- [WHAT YOU ARE ASKED TO DO]: Copy the rows below, replacing every "Reviewer note" with "Annotator note" and leaving everything else unchanged.
# # # #
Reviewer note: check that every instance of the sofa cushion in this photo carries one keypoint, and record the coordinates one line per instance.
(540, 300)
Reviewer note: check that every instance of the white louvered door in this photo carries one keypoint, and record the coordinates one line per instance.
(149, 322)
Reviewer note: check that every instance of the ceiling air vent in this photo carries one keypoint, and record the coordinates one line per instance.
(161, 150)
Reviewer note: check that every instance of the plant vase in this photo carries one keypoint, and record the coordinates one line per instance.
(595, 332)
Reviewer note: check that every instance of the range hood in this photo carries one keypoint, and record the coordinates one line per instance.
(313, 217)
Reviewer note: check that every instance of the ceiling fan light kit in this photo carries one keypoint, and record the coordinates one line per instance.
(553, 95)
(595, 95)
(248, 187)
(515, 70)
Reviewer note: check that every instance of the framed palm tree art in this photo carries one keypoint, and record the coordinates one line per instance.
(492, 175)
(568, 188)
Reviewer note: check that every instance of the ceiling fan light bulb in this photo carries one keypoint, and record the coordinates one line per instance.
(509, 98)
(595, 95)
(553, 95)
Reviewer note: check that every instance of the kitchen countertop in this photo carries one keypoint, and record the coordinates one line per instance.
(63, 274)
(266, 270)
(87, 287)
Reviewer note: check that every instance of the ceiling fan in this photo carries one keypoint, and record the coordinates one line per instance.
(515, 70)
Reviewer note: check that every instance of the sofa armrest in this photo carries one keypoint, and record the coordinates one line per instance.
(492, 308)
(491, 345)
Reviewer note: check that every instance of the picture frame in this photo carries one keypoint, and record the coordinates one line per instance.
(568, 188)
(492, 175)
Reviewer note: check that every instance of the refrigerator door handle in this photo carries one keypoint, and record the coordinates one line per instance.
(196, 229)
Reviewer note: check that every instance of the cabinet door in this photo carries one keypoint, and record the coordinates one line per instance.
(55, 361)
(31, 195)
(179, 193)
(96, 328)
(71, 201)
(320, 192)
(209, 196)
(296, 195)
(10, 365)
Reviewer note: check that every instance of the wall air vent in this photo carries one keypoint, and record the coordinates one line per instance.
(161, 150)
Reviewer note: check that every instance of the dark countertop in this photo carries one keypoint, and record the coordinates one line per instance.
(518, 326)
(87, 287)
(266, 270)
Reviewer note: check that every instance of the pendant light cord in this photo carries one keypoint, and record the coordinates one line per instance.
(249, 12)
# # # #
- [CORRECT ANSWER]:
Annotator note: check that every instance of the sofa cushion in this photo carries one keypoint, and record the coordinates one line per instance.
(540, 300)
Annotator note: check that every instance of the white louvered door in this photo carries one keypoint, and record the coordinates one line per instance.
(149, 322)
Annotator note: check that every instance of the ceiling air vent in this photo carries one keypoint, and record the coordinates one line per instance.
(161, 150)
Annotator note: check that every instance of the plant vase in this photo carries one keypoint, and record the coordinates one line per instance.
(595, 332)
Annotator note: check that every instance of the range hood in this photo carries one keypoint, and record the coordinates one line per instance.
(313, 217)
Annotator note: check that every instance of the ceiling fan light kit in this photo carries one keypoint, and record the coordinates one line per instance.
(553, 95)
(595, 95)
(248, 187)
(515, 70)
Annotator note: check that every instance of the framed palm tree art in this photo carries one keypoint, and record the coordinates one line per instance.
(492, 175)
(568, 188)
Annotator note: check that every instance of the ceiling fan light bulb in this photo carries one keypoint, and record the coordinates one line per instance.
(509, 98)
(595, 95)
(553, 95)
Annotator note: check that every instance of the kitchen countertop in this photo carries one keypoint, and record the coordinates one line per instance.
(63, 274)
(266, 270)
(87, 287)
Annotator note: check that every instance of the ceiling fan in this photo carries one keypoint, and record the coordinates one line per instance.
(515, 70)
Annotator note: check that every instance of the sofa armrest in this photo carries one keypoint, and record the coordinates one line per instance.
(492, 308)
(491, 345)
Annotator note: check that every instance of the picture frame in this photo carries one keypoint, and record the coordinates one line per instance.
(568, 188)
(492, 175)
Annotator note: check that every instance of the refrigerator door handle in this photo carries one keypoint, and record the coordinates one line per instance.
(196, 229)
Annotator note: check that every instance of the cabinet door in this photo carries one keypoint, and record the coordinates one line per instance.
(55, 361)
(31, 195)
(179, 193)
(96, 328)
(71, 201)
(320, 192)
(209, 196)
(296, 195)
(10, 365)
Annotator note: check that every instance of the wall air vent in this photo carries one keypoint, and record the coordinates one line per instance.
(161, 150)
Annotator note: check that every instance of the dark countertop in this photo carries one keypoint, and record the coordinates one line per instance.
(518, 326)
(87, 287)
(266, 270)
Annotator note: check that every instance of the pendant light cord in this photo carries one keypoint, and record the coordinates one line per instance.
(249, 12)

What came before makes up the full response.